### What this task involves
Repeat the data below exactly, with every entry included.

(Stored items)
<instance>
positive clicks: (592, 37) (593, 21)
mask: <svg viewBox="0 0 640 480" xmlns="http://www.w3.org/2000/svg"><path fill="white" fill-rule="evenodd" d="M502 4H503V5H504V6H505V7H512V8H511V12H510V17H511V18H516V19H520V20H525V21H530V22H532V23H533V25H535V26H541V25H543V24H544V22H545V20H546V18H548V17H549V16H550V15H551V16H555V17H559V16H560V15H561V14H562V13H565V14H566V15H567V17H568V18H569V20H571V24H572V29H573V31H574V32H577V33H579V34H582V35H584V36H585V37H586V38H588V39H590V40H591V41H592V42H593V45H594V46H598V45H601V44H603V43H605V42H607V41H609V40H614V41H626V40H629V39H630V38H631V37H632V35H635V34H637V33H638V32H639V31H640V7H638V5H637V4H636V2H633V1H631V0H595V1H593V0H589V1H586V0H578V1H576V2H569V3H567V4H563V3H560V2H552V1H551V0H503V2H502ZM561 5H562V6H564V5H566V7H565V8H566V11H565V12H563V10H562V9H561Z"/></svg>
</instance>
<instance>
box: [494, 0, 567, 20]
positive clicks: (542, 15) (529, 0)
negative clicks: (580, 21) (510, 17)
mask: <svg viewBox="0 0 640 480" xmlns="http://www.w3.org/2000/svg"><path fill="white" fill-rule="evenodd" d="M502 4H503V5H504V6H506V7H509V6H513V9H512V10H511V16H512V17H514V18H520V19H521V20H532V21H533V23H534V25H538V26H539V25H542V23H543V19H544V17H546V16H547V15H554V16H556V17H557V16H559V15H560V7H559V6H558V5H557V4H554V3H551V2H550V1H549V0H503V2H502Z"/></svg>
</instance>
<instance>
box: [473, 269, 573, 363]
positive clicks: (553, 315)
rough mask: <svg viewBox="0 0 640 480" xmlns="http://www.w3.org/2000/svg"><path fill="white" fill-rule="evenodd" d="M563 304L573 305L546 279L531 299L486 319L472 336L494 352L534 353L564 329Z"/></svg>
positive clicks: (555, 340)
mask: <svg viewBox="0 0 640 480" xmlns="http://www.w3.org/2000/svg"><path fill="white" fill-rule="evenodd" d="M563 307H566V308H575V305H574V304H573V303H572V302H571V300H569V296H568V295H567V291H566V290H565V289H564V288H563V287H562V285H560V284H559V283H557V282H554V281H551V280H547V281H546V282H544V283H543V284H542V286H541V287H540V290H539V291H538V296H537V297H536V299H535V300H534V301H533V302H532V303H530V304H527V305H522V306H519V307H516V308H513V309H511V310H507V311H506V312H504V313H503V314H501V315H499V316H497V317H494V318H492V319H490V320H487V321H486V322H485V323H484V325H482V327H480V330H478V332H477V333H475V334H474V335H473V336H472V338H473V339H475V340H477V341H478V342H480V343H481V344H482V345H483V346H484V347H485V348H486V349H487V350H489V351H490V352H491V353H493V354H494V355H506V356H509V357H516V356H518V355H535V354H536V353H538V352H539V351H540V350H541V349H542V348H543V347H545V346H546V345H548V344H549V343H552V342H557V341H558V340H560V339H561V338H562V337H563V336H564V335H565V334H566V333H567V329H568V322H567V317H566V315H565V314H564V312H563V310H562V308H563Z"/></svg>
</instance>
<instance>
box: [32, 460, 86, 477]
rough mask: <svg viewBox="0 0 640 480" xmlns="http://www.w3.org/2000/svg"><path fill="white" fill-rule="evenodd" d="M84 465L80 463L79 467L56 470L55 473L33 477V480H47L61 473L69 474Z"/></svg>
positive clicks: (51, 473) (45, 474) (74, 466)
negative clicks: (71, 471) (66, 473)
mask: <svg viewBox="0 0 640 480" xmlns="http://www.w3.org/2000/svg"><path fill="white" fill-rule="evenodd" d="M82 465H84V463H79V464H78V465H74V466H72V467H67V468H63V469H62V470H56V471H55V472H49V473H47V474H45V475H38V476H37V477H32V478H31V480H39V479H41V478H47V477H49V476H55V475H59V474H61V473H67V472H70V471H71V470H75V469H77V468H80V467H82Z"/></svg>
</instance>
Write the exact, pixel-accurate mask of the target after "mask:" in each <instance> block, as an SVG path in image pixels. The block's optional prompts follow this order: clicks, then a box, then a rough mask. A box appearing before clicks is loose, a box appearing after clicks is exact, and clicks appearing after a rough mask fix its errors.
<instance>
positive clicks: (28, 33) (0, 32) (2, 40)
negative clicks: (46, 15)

### Answer to the problem
<instance>
positive clicks: (592, 37) (593, 21)
mask: <svg viewBox="0 0 640 480" xmlns="http://www.w3.org/2000/svg"><path fill="white" fill-rule="evenodd" d="M502 4H503V5H504V6H505V7H512V8H511V12H510V17H511V18H516V19H520V20H525V21H530V22H532V23H533V25H535V26H541V25H543V24H544V22H545V20H546V18H548V17H549V16H550V15H551V16H555V17H559V16H560V15H561V14H562V13H565V14H566V15H567V17H568V18H569V20H571V24H572V29H573V31H574V32H577V33H579V34H582V35H584V36H585V37H586V38H588V39H590V40H591V41H592V42H593V45H594V46H598V45H601V44H603V43H605V42H607V41H609V40H614V41H626V40H629V39H630V38H631V37H632V35H635V34H637V33H638V32H639V31H640V7H638V5H637V4H636V2H633V1H631V0H595V1H593V0H589V1H586V0H578V1H576V2H569V3H567V4H563V3H560V2H552V1H551V0H503V2H502ZM561 5H562V6H564V5H566V7H565V8H566V11H565V12H563V10H562V9H561Z"/></svg>
</instance>
<instance>
box: [494, 0, 567, 20]
positive clicks: (542, 15) (529, 0)
negative clicks: (580, 21) (510, 17)
mask: <svg viewBox="0 0 640 480" xmlns="http://www.w3.org/2000/svg"><path fill="white" fill-rule="evenodd" d="M502 4H503V5H504V6H506V7H509V6H513V9H512V10H511V16H512V17H514V18H520V19H521V20H532V21H533V23H534V25H538V26H539V25H542V23H543V19H544V17H546V16H547V15H554V16H556V17H557V16H559V15H560V7H559V6H558V5H557V4H554V3H551V2H550V1H549V0H503V2H502Z"/></svg>
</instance>
<instance>
box: [473, 269, 573, 363]
positive clicks: (553, 315)
rough mask: <svg viewBox="0 0 640 480" xmlns="http://www.w3.org/2000/svg"><path fill="white" fill-rule="evenodd" d="M563 304L573 305L546 279L531 299L486 319L472 336L494 352L534 353L564 329Z"/></svg>
positive clicks: (555, 340)
mask: <svg viewBox="0 0 640 480" xmlns="http://www.w3.org/2000/svg"><path fill="white" fill-rule="evenodd" d="M563 307H566V308H575V305H574V304H573V303H572V302H571V300H569V296H568V295H567V291H566V290H565V289H564V288H563V287H562V285H560V284H559V283H557V282H554V281H551V280H547V281H546V282H544V283H543V284H542V286H541V287H540V290H539V291H538V296H537V297H536V299H535V300H534V301H533V302H532V303H530V304H527V305H522V306H519V307H516V308H513V309H511V310H507V311H506V312H504V313H503V314H501V315H499V316H497V317H494V318H492V319H490V320H487V321H486V322H485V323H484V325H482V327H480V330H478V332H477V333H475V334H474V335H473V336H472V338H473V339H475V340H477V341H478V342H480V343H481V344H482V345H483V346H484V347H485V348H486V349H487V350H489V351H490V352H491V353H493V354H494V355H506V356H509V357H516V356H518V355H535V354H536V353H538V352H539V351H540V350H541V349H542V348H543V347H545V346H546V345H548V344H549V343H552V342H557V341H558V340H560V339H561V338H562V337H563V336H564V335H565V334H566V333H567V329H568V322H567V317H566V315H565V314H564V312H563V310H562V308H563Z"/></svg>
</instance>
<instance>
box: [32, 460, 86, 477]
rough mask: <svg viewBox="0 0 640 480" xmlns="http://www.w3.org/2000/svg"><path fill="white" fill-rule="evenodd" d="M84 465L80 463L79 467L56 470L55 473L33 477V480H47L61 473L69 474Z"/></svg>
positive clicks: (51, 473) (45, 474) (74, 466)
negative clicks: (71, 471) (66, 473)
mask: <svg viewBox="0 0 640 480" xmlns="http://www.w3.org/2000/svg"><path fill="white" fill-rule="evenodd" d="M82 465H84V463H79V464H78V465H74V466H72V467H67V468H63V469H62V470H56V471H55V472H49V473H47V474H45V475H38V476H37V477H32V478H31V480H39V479H41V478H47V477H49V476H55V475H59V474H61V473H67V472H70V471H71V470H75V469H77V468H80V467H82Z"/></svg>
</instance>
Write the exact, pixel-accurate mask of the target after "mask:" in each <instance> block, as an SVG path in image pixels. The block's optional prompts follow this order: clicks, then a box, then a rough mask. A box appearing before clicks is loose, a box appearing after clicks is exact, and clicks appearing after a rough mask fix its errors.
<instance>
positive clicks: (28, 33) (0, 32) (2, 40)
negative clicks: (46, 15)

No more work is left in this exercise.